(Data items)
* BEGIN *
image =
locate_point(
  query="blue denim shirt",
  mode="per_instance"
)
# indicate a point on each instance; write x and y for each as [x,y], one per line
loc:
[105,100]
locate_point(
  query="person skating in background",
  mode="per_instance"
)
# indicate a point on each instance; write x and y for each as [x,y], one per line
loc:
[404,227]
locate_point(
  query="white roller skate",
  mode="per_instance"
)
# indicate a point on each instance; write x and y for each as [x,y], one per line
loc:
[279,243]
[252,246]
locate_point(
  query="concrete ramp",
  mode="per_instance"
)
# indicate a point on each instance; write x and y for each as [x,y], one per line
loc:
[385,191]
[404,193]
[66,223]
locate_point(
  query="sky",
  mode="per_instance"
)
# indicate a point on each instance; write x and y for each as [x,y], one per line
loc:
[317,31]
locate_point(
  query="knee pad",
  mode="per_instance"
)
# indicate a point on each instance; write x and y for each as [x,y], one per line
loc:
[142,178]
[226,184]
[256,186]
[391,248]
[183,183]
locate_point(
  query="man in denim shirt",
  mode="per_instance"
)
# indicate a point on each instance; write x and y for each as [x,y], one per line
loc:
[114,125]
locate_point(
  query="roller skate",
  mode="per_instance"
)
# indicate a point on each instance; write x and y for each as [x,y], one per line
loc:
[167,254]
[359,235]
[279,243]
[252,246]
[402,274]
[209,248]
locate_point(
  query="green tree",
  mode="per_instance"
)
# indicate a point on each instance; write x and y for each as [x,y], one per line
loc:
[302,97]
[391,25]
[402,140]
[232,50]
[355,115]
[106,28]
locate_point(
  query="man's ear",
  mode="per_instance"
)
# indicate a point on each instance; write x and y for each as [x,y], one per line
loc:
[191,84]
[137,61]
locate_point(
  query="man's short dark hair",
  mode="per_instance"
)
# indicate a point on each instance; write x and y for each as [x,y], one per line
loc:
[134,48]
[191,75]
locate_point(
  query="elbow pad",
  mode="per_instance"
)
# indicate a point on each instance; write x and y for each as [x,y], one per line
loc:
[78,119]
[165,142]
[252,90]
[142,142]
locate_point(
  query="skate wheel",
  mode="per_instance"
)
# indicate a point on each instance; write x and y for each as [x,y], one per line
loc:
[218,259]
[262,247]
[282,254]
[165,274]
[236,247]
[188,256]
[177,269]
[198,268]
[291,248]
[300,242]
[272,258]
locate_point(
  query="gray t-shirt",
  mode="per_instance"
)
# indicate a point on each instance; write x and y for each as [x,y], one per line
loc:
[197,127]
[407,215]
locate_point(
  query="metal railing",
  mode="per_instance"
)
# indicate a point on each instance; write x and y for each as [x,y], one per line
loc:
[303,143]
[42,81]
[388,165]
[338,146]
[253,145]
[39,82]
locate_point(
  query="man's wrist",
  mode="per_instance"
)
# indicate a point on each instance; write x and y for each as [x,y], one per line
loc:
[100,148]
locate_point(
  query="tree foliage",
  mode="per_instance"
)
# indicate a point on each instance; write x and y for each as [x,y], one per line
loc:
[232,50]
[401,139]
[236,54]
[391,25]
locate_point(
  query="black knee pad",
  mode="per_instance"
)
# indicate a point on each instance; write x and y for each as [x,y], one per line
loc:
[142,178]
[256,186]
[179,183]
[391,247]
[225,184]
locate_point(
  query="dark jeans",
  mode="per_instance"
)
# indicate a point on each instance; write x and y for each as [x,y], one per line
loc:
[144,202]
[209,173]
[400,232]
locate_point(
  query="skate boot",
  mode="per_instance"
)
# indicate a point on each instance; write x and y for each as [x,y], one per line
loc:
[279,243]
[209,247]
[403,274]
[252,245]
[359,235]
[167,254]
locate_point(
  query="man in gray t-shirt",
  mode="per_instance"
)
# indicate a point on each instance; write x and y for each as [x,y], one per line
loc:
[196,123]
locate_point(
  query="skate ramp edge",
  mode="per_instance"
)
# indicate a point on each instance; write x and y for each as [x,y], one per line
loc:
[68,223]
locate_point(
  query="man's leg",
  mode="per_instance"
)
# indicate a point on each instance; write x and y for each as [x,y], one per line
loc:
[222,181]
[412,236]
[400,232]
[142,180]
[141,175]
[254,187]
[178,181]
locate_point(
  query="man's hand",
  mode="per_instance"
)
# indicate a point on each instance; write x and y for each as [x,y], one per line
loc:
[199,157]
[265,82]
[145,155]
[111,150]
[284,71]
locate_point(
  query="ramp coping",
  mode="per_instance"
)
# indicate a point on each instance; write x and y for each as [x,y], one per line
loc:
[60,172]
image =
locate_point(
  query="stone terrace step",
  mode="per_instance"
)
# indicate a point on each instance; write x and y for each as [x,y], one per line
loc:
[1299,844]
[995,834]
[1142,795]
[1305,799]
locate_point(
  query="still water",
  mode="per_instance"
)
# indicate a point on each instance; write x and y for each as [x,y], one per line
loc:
* END *
## WHAT IS REQUIRED
Reproduce the full listing word for word.

## FINAL RESULT
image =
locate_point(
  query="blue denim shirt",
  mode="per_instance"
)
# indicate a point on each instance; write x and y for each as [x,y], one per line
loc:
[105,100]
locate_point(
  query="person skating in background",
  mode="per_instance"
)
# indicate a point on each instance; write x and y for each as [x,y], one per line
loc:
[404,227]
locate_point(
  query="white roller skate",
  mode="per_instance"
)
# indicate a point on each instance; write x and y for each as [x,y], one per line
loc:
[279,243]
[252,246]
locate_point(
  query="concrete ramp",
  mode="per_instance"
)
# indicate a point on each instance; write x and y for each as [x,y], one per line
loc:
[385,191]
[404,193]
[66,223]
locate_point(
  query="sky",
  mode="per_instance"
)
# indicate a point on each instance; write x and y for each as [x,y], one per line
loc:
[317,31]
locate_point(
  query="knee pad",
  mode="per_instance"
)
# indicate a point on each instance; write x and y for each as [x,y], one per line
loc:
[142,178]
[226,184]
[256,186]
[391,248]
[183,183]
locate_point(
  query="man in denim shirt",
  mode="per_instance"
)
# indicate a point on each instance; write x and y for each as [x,y], one per line
loc:
[114,125]
locate_point(
  query="roller skate",
  mode="per_instance"
)
# indicate a point on each instance; write x and y for each as [x,y], one per line
loc:
[167,254]
[359,235]
[279,243]
[252,246]
[402,274]
[209,248]
locate_point(
  query="green tree",
  mode="per_instance"
)
# indicate a point on each instance; write x and y for each as [x,y], one per line
loc:
[302,97]
[391,25]
[402,140]
[232,50]
[355,115]
[106,28]
locate_point(
  query="man's ear",
  mode="per_instance"
)
# indicate a point on each instance; write x and y for each as [x,y], one per line
loc:
[191,84]
[137,61]
locate_point(
  query="man's short dark hair",
  mode="per_instance"
)
# indicate a point on each instance; write x and y for each as [x,y], one per line
loc:
[134,48]
[191,75]
locate_point(
  query="elbow pad",
  mode="per_instance"
)
# indicate a point on each instance; write x and y for each as [x,y], one per line
loc:
[78,119]
[165,142]
[252,90]
[142,142]
locate_point(
  query="skate wheel",
  mode="per_instance"
)
# indicate a point on each instance; write x and y for each as [x,y], one per line
loc:
[218,259]
[262,247]
[282,254]
[165,274]
[236,247]
[188,256]
[177,269]
[198,268]
[291,248]
[300,242]
[272,258]
locate_point(
  query="gray t-shirt",
  mode="per_instance"
)
# indicate a point on each instance; write x and y for each as [x,y], one per line
loc:
[197,127]
[407,215]
locate_point(
  query="metal railing",
  mode="per_instance"
)
# indicate a point on each instance; write x and y for each as [x,y], one per line
loc:
[303,143]
[42,81]
[388,165]
[338,146]
[253,145]
[39,82]
locate_point(
  query="man's wrist",
  mode="per_instance"
)
# indicate a point on each instance; write x and y for each as [x,y], one per line
loc:
[100,148]
locate_point(
  query="tree foliage",
  mode="per_instance"
)
# indicate a point on each instance; write x and y for each as [x,y], one per line
loc:
[232,50]
[401,139]
[236,54]
[391,25]
locate_point(
  query="black knee pad",
  mode="per_instance"
)
# indicate a point on each instance; write x and y for each as [x,y], one per line
loc:
[142,178]
[256,186]
[179,183]
[391,247]
[225,184]
locate_point(
  query="dark jeans",
  mode="per_instance"
)
# indicate a point on each instance; write x and y for each as [x,y], one per line
loc:
[144,202]
[209,173]
[400,232]
locate_point(
  query="skate boot",
  mode="per_instance"
)
# indicate a point on each instance; write x and y for each as [x,y], one per line
loc:
[279,243]
[209,247]
[403,274]
[252,245]
[359,235]
[167,254]
locate_point(
  query="man in gray t-shirt",
  mode="per_instance"
)
# indicate a point on each instance; write x and y for each as [x,y], one per line
loc:
[196,123]
locate_point(
  query="skate ramp edge",
  mode="per_instance"
)
# indicate a point on each instance; write x and y for each as [x,y], one per line
loc:
[68,223]
locate_point(
  query="man's leg",
  mode="per_instance"
)
# indicate a point on each instance; write x and y for each as [x,y], one per line
loc:
[222,181]
[412,236]
[400,232]
[142,180]
[141,175]
[254,187]
[178,181]
locate_point(
  query="man's hand",
  mode="per_instance"
)
# indicate a point on each instance; write x and y for each as [x,y], one per line
loc:
[199,157]
[265,82]
[145,155]
[111,150]
[284,71]
locate_point(
  query="ramp coping",
  mode="per_instance"
)
# indicate a point on each instance; write x and y for each as [x,y], one per line
loc:
[60,172]
image =
locate_point(
  query="stone terrace step",
  mode="per_instance"
)
# indicate a point on each instance; write x and y for each as [x,y], one per line
loc:
[1299,844]
[995,834]
[1142,795]
[1305,799]
locate_point(
  query="still water",
  mode="per_instance"
)
# indicate a point on each instance; write x and y for each as [x,y], one per line
loc:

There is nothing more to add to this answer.